Son bonheur, c’était d’aller déjeuner ou dîner au cabaret, en compagnie de ses amis. Elle observait les voisins et faisait à voix basse, en termes elliptiques, sur eux, toutes sortes de réflexions gaies et judicieuses.

Le soir des élections de 1902, qui furent une déconvenue pour la Patrie française, nous vit au café de la Paix, elle, Lemaître, Judet et moi. De minute en minute arrivaient les premiers résultats, qui n’étaient pas précisément régalants. Judet en descendait dans ses pantalons de drap militaire, Lemaître devenait mousu et je commençais à rager ferme. Les transparents lumineux de l’Écho de Paris, aperçus à travers les vitres, ajoutaient au marasme. Ce fut Mme de Loynes qui nous remonta, nous rappela qu’il n’était pas nécessaire de réussir pour persévérer — selon le mot du Taciturne — et finit même par nous rasséréner. J’admirais son optimisme, sa force d’âme, sa foi dans les destinées du pays. Après le repas, je lui donnai le bras, Lemaître et Judet suivant, et la conduisis rue de Grammont, au siège central de la Ligue, parmi la foule qui encombrait les rues. Il y avait là Godefroy Cavaignac, Coppée, Dausset, Syveton et une nuée de secrétaires, occupés à colliger les télégrammes des provinces. Que de mines longues et déconfites ! Spronck, à l’aide de calculs compliqués et chinois, essayait de démontrer que tout allait pour le mieux dans le meilleur des mondes, mais l’arithmétique, bafouée par l’excellent garçon, se vengeait cruellement, je dois le dire. Je conseillai à Mme de Loynes de ne pas prolonger plus avant cette veillée assez funèbre et de rentrer chez elle, ce qu’elle fit.

:::::

## ÉNONCÉ
Traduisez en anglais cette phrase de l'extrait : « J’admirais son optimisme, sa force d’âme, sa foi dans les destinées du pays. » Appuyez-vous uniquement sur l'extrait.

:::::

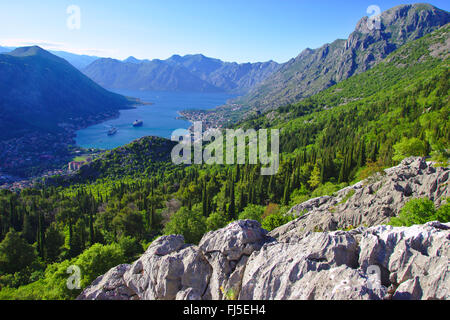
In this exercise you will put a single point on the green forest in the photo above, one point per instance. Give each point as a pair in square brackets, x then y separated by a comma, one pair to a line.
[110, 212]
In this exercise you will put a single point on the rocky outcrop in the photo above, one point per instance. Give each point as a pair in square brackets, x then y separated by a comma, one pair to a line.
[241, 262]
[371, 202]
[308, 258]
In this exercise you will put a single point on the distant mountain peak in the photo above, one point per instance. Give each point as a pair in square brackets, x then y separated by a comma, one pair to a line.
[29, 51]
[132, 59]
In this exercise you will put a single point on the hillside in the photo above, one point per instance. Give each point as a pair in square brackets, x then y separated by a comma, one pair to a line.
[43, 100]
[244, 262]
[314, 70]
[191, 73]
[365, 155]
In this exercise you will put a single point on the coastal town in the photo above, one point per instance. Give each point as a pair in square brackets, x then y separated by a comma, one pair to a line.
[36, 155]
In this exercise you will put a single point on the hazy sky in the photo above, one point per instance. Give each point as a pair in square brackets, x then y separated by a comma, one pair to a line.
[231, 30]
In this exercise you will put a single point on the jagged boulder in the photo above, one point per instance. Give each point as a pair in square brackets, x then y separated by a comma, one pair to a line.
[376, 263]
[308, 258]
[227, 250]
[370, 202]
[171, 269]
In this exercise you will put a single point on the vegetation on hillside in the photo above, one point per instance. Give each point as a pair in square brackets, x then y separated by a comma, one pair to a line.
[110, 213]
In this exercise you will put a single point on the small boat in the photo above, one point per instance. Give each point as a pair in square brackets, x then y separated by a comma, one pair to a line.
[112, 131]
[138, 123]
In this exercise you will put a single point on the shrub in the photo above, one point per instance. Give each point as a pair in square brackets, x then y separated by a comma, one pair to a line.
[443, 214]
[252, 212]
[191, 224]
[215, 221]
[409, 147]
[276, 220]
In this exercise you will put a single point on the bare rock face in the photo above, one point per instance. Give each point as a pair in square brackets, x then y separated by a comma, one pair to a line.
[109, 286]
[371, 202]
[170, 269]
[376, 263]
[227, 250]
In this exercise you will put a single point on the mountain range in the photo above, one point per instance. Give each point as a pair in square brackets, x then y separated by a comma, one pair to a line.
[314, 70]
[191, 73]
[38, 90]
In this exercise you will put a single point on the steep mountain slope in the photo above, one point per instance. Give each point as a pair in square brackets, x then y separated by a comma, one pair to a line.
[299, 261]
[5, 49]
[315, 70]
[38, 91]
[43, 101]
[155, 75]
[79, 61]
[240, 262]
[195, 73]
[230, 77]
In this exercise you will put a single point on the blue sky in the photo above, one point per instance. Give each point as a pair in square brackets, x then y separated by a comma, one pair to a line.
[231, 30]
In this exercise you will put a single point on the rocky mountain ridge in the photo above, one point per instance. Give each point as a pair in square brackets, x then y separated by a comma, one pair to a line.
[191, 73]
[243, 261]
[315, 70]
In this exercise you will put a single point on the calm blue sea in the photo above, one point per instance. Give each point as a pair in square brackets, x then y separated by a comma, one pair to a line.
[159, 118]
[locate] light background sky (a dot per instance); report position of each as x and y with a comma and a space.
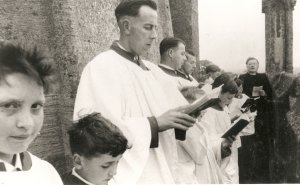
232, 30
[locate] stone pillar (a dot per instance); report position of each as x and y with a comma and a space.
184, 15
279, 35
74, 32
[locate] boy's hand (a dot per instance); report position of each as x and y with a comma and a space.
175, 118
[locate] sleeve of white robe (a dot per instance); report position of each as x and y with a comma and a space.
194, 145
100, 91
208, 122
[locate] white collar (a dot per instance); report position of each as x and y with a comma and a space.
17, 164
80, 178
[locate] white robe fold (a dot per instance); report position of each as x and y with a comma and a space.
196, 151
126, 94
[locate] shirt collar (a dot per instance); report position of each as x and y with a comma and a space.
117, 47
80, 178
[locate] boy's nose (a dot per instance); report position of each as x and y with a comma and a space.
25, 120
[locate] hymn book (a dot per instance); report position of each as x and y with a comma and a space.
194, 110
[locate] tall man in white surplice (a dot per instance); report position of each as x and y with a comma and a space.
136, 95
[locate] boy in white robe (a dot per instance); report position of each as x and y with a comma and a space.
216, 121
24, 80
197, 153
97, 146
138, 97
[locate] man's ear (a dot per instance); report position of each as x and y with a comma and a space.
77, 161
170, 52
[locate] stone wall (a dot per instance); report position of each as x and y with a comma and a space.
73, 32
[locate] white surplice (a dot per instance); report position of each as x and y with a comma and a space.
216, 122
195, 153
235, 109
126, 94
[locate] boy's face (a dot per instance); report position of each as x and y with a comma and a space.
99, 169
178, 56
226, 98
21, 113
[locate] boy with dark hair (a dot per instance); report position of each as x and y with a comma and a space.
200, 157
24, 79
216, 121
97, 146
138, 97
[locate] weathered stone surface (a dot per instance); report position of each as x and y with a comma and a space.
185, 22
74, 32
279, 35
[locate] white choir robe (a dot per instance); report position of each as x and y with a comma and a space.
216, 123
235, 110
196, 151
126, 94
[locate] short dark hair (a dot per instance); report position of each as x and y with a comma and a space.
131, 7
238, 82
17, 58
220, 80
191, 52
251, 58
168, 43
230, 87
93, 134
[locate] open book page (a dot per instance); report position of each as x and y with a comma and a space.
237, 126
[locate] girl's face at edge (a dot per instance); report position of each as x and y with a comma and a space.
21, 113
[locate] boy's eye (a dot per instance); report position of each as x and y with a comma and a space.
10, 105
37, 106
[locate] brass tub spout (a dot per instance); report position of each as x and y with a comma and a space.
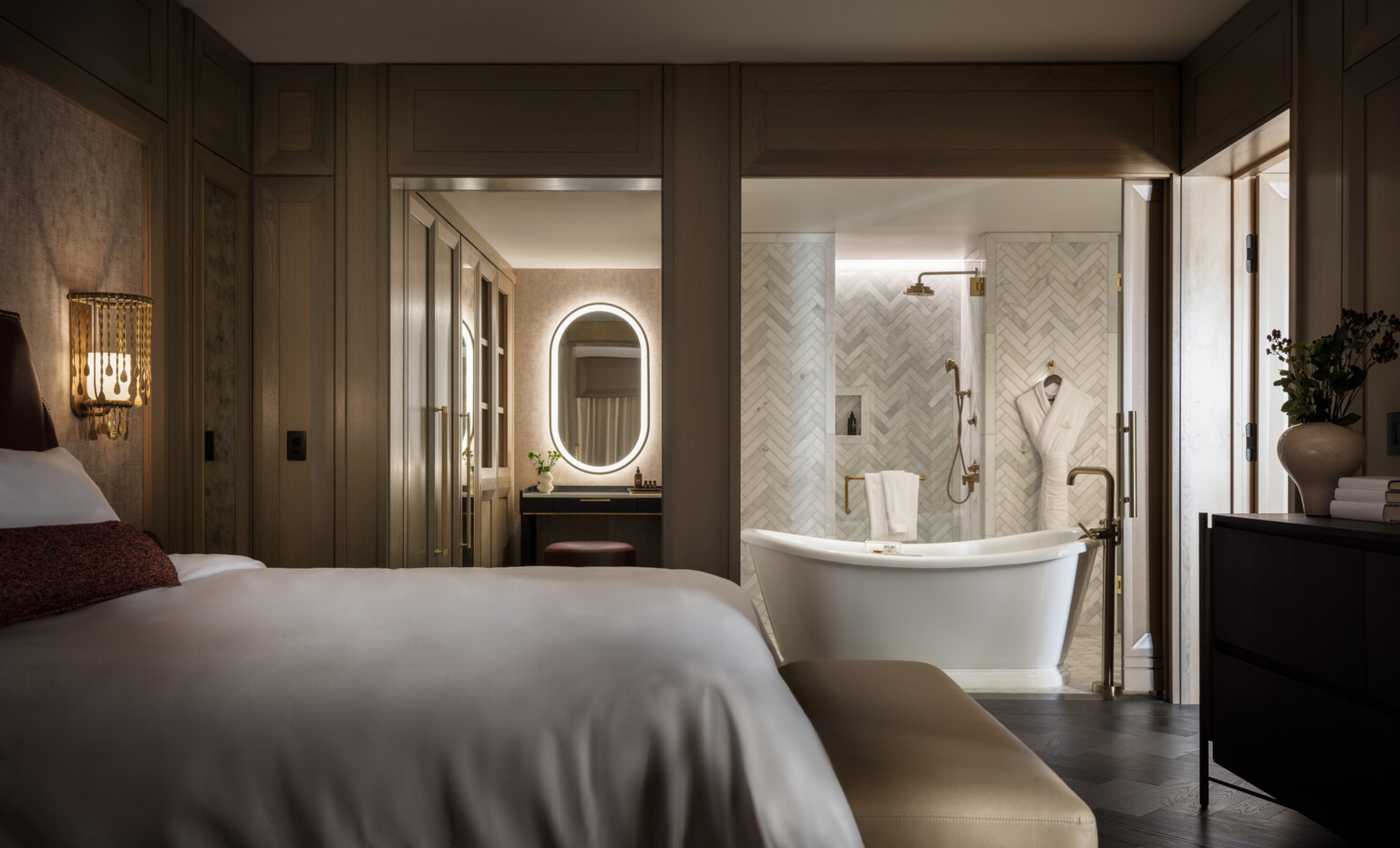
1107, 533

:::::

## RÉSULTAT ATTENDU
I admired her optimism, her fortitude, her faith in the country's destiny.